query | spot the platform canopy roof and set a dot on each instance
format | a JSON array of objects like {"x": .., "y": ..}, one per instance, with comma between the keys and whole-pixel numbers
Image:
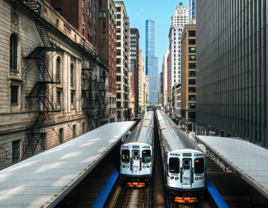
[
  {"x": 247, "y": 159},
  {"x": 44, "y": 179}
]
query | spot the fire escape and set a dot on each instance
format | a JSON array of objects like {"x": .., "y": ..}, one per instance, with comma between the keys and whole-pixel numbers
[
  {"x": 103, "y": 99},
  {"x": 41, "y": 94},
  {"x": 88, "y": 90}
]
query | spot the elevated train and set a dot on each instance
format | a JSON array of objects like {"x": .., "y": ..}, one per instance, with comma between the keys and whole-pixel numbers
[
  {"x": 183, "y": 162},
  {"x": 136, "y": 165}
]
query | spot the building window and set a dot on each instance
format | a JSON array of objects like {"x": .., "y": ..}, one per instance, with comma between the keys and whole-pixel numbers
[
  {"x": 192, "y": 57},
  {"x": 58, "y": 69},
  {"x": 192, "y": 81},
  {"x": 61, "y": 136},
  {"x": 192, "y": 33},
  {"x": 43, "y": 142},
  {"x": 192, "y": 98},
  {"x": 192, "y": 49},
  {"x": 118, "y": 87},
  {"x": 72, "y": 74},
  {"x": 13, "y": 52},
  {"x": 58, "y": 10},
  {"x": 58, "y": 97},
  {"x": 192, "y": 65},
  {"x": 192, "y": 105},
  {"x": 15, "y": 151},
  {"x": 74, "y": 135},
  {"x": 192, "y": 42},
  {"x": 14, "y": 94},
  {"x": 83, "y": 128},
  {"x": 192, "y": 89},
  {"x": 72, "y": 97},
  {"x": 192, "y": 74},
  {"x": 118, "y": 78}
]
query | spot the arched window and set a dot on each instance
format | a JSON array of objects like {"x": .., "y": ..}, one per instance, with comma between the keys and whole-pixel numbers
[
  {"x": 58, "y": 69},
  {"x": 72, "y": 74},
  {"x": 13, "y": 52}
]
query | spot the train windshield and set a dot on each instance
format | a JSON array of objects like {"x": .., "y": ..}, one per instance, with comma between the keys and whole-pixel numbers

- - -

Scan the material for the word "train". Return every line where it is found.

▸ **Solution to this task**:
query | spot the elevated train and set a dot on each instance
query | spot the train windshield and set a dot on each instance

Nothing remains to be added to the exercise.